WORK TASK >> Using the entries that follow, write out the line containing "of the tower", the line containing "of the stone", and every line between them, exactly and nothing else.
------ INPUT FOR THIS TASK
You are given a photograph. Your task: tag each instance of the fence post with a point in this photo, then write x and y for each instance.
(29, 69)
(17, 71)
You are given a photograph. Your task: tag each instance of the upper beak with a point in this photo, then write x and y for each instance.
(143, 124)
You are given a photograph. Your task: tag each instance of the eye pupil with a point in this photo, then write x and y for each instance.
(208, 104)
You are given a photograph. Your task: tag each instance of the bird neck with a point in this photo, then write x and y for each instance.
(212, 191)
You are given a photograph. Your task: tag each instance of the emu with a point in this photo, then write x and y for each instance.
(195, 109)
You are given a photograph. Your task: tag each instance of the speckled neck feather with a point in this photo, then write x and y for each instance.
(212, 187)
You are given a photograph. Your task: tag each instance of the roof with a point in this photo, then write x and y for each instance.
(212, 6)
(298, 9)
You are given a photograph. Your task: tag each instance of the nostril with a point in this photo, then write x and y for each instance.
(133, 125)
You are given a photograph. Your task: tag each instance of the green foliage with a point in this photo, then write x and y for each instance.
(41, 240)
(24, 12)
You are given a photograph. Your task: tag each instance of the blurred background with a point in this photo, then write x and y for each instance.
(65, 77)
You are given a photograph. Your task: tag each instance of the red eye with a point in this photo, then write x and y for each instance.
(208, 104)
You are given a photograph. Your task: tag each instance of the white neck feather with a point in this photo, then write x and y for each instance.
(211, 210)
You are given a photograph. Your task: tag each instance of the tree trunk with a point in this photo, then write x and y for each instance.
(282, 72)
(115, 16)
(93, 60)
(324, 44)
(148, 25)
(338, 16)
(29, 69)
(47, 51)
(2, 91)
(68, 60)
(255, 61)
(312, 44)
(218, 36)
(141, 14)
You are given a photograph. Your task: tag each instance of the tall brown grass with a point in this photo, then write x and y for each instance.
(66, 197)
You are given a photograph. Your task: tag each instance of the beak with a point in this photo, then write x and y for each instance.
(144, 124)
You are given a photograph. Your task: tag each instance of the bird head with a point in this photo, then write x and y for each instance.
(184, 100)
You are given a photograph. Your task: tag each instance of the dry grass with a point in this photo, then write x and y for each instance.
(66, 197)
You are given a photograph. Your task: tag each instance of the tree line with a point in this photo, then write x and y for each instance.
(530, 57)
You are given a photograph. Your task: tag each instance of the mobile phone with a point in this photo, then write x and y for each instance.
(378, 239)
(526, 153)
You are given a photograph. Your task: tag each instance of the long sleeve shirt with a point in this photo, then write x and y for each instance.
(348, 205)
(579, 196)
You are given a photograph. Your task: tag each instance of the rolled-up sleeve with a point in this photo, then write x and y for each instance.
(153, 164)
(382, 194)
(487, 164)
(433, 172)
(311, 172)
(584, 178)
------------
------ INPUT FOR THIS TASK
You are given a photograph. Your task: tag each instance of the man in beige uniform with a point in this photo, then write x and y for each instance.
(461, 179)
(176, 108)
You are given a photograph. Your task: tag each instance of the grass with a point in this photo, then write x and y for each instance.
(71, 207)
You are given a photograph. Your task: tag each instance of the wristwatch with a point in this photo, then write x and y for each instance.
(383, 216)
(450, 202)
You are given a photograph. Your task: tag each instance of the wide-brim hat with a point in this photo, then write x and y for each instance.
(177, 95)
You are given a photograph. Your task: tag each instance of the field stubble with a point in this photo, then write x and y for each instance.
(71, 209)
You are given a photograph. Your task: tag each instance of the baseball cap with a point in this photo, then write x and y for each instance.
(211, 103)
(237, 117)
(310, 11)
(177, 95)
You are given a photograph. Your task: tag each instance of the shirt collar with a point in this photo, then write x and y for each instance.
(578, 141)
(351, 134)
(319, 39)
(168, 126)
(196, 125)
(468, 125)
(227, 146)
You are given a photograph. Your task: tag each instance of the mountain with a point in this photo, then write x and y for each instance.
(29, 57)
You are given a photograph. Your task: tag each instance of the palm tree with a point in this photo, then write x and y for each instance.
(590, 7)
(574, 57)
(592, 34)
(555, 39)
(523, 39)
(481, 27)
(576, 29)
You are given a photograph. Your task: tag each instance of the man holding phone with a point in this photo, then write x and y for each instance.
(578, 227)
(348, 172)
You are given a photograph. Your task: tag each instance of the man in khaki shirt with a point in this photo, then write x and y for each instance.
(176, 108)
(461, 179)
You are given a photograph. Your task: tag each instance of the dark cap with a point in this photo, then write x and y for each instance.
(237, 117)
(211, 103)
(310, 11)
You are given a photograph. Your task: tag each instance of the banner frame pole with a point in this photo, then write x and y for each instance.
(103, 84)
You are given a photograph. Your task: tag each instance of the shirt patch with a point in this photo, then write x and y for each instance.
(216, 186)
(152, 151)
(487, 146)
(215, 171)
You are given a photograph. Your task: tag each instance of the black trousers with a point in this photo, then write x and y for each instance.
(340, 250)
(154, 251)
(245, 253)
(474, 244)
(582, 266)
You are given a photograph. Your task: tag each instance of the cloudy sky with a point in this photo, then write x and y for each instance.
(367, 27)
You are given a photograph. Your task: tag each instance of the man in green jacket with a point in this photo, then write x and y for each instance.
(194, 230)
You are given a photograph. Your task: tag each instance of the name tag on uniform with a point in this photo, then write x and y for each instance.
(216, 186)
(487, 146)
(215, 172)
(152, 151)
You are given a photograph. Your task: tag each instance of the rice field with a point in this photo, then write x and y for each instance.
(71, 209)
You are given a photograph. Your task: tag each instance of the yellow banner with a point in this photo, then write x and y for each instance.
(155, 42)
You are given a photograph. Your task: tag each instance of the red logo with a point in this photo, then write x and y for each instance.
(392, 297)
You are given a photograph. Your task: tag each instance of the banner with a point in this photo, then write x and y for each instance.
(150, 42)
------------
------ INPUT FOR THIS TASK
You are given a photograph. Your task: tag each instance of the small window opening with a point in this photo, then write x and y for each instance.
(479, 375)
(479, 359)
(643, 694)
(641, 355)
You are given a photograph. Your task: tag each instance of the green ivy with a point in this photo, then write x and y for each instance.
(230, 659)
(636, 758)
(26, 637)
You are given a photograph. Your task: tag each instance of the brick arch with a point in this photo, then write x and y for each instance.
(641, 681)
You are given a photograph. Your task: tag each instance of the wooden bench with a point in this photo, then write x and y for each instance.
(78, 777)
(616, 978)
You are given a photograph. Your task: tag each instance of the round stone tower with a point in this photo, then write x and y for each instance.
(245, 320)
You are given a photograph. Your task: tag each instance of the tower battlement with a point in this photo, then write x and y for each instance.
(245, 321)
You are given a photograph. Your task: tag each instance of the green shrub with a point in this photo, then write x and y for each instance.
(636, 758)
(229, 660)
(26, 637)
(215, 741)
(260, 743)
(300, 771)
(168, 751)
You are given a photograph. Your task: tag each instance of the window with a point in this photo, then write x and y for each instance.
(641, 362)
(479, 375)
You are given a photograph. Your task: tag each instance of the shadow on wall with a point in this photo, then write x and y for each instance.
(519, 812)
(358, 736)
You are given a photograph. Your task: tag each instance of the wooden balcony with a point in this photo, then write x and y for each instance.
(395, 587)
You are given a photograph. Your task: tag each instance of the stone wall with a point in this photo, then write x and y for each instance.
------------
RESULT >>
You are given a photograph. Your task: tag each instance of the tower battlement with a point in this photo, then write x and y for each instance.
(245, 321)
You are given a photograph. Your task: tag each instance of the green shrub with a point in this photo, then write x and y for each instance.
(636, 758)
(229, 660)
(26, 637)
(215, 741)
(260, 743)
(300, 771)
(168, 751)
You are given a photograph. Your task: tag each instance of the window with a point in this photo, then write x and y for each instance.
(641, 362)
(479, 375)
You are given a photograph. Your task: tag each instance of the shadow on wall with a point in this photo, then write x and y for each instance.
(519, 812)
(358, 736)
You are given a photograph. Your task: tag each instance of the wooden balcony with a point in this photo, then write x and y for each instance.
(395, 587)
You are given a photograph. Your task: tag each instance of the stone wall with a point in this photo, then write x and y for each instance.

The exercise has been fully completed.